● **Records for this task**

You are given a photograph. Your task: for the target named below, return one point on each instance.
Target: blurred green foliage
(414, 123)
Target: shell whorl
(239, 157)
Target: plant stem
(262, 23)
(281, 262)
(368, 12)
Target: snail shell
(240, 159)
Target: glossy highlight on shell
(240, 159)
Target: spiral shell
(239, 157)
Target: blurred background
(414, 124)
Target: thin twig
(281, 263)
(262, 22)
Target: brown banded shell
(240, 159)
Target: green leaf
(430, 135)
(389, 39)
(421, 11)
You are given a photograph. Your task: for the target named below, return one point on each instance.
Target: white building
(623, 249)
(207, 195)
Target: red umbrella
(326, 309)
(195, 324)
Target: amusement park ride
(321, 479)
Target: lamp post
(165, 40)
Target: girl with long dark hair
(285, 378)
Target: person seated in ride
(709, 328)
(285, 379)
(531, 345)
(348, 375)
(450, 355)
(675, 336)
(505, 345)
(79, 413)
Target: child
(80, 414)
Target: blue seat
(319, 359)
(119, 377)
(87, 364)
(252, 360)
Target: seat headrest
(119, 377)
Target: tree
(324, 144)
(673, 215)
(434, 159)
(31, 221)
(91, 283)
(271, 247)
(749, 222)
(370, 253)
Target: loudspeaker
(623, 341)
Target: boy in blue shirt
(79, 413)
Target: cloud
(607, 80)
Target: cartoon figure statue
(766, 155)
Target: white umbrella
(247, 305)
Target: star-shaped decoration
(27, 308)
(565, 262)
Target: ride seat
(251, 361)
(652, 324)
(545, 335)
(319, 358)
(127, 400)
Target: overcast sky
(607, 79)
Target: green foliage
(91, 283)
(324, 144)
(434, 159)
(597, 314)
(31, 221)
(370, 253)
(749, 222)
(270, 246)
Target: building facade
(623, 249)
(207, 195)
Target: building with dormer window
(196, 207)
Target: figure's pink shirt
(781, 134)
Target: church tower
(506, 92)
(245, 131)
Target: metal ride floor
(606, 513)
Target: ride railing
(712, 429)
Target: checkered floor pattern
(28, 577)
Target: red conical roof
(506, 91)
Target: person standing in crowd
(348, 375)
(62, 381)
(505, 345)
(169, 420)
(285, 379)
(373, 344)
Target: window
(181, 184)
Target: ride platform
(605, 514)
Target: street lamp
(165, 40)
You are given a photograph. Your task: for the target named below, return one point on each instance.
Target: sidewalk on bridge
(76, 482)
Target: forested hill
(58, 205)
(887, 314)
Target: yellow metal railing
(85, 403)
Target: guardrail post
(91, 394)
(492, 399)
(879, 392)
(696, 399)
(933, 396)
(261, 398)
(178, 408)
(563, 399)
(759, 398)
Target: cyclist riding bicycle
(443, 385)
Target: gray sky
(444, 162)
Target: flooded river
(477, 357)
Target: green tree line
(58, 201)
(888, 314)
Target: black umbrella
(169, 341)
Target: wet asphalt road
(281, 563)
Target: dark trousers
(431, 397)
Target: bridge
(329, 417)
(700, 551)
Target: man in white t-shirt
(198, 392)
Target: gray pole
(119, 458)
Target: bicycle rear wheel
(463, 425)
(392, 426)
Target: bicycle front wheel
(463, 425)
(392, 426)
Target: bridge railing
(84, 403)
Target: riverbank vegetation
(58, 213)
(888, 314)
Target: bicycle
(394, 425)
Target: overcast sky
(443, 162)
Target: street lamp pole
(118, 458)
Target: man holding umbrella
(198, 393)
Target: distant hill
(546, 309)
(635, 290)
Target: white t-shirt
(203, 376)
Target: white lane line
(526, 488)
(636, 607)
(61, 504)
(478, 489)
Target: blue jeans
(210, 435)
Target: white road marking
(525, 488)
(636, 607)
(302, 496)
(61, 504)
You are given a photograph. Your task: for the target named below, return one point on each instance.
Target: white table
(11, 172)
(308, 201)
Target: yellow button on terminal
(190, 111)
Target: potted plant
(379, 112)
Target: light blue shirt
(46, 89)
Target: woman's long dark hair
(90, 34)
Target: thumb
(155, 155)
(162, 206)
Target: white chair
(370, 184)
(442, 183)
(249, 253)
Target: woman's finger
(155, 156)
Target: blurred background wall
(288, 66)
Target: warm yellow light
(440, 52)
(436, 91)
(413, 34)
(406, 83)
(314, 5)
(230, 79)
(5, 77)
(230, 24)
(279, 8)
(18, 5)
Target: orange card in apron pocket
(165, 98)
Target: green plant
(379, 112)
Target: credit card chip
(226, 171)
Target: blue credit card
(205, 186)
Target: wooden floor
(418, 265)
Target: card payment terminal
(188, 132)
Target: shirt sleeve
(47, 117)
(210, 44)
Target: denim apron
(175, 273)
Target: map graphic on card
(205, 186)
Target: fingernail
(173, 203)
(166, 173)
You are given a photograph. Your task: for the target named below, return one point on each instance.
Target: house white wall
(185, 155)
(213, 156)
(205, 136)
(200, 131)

● **Your task**
Convert everything from the line containing "Target: orange card in apron pocket" down to the last line of the rows into a Markdown table with the columns Number and Content, giving each line its own number and omitting blank lines.

● **Solution**
| Number | Content |
|---|---|
| 1 | Target: orange card in apron pocket |
| 2 | (165, 98) |
| 3 | Target: green plant |
| 4 | (379, 112) |
| 5 | Target: credit card chip |
| 6 | (226, 171) |
| 7 | Target: blue credit card |
| 8 | (205, 186) |
| 9 | Target: wooden floor |
| 10 | (418, 265) |
| 11 | Target: card payment terminal |
| 12 | (188, 132) |
| 13 | Target: shirt sleeve |
| 14 | (47, 117) |
| 15 | (210, 44) |
| 16 | Target: denim apron |
| 17 | (175, 273) |
| 18 | Target: map graphic on card |
| 19 | (205, 186) |
| 20 | Target: fingernail |
| 21 | (173, 203) |
| 22 | (166, 173) |
| 23 | You are given a photograph. Your task: for the target named below, return one point on each instance. |
| 24 | Target: house white wall |
| 25 | (185, 155) |
| 26 | (213, 156) |
| 27 | (205, 136) |
| 28 | (200, 131) |